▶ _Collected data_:

--------

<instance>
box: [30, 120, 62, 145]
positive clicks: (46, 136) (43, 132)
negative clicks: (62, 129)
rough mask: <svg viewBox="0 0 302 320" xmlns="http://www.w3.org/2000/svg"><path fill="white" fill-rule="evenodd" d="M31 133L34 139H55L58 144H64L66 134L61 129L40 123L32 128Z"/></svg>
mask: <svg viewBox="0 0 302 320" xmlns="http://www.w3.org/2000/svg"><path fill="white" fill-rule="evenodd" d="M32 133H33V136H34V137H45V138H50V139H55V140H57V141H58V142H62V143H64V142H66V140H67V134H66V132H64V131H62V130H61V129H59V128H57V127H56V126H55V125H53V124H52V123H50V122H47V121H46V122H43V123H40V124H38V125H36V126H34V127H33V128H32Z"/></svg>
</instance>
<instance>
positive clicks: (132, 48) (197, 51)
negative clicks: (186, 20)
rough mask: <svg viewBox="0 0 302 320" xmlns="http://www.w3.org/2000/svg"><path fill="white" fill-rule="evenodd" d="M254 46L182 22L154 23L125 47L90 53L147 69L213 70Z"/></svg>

--------

▶ _WHAT THE EXERCISE ASKS_: Can you rewrite all the items above, swapping "negative clicks" for "background clicks" and leaving everything else unchanged?

▶ _EXERCISE ANSWER_:
<instance>
box: [30, 120, 62, 145]
positive clicks: (46, 136) (43, 132)
background clicks: (62, 129)
rough mask: <svg viewBox="0 0 302 320" xmlns="http://www.w3.org/2000/svg"><path fill="white" fill-rule="evenodd" d="M31 133L34 139H55L58 144H64L66 134L61 129L40 123L32 128Z"/></svg>
mask: <svg viewBox="0 0 302 320" xmlns="http://www.w3.org/2000/svg"><path fill="white" fill-rule="evenodd" d="M32 133H33V136H34V137H45V138H50V139H55V140H57V141H58V142H62V143H64V142H66V140H67V134H66V132H64V131H62V130H61V129H59V128H57V127H56V126H55V125H53V124H52V123H50V122H47V121H46V122H43V123H40V124H38V125H36V126H34V127H33V128H32Z"/></svg>
</instance>
<instance>
positive clicks: (132, 48) (197, 51)
background clicks: (186, 20)
rough mask: <svg viewBox="0 0 302 320" xmlns="http://www.w3.org/2000/svg"><path fill="white" fill-rule="evenodd" d="M254 46L182 22L154 23L125 47L90 53L147 69L213 70Z"/></svg>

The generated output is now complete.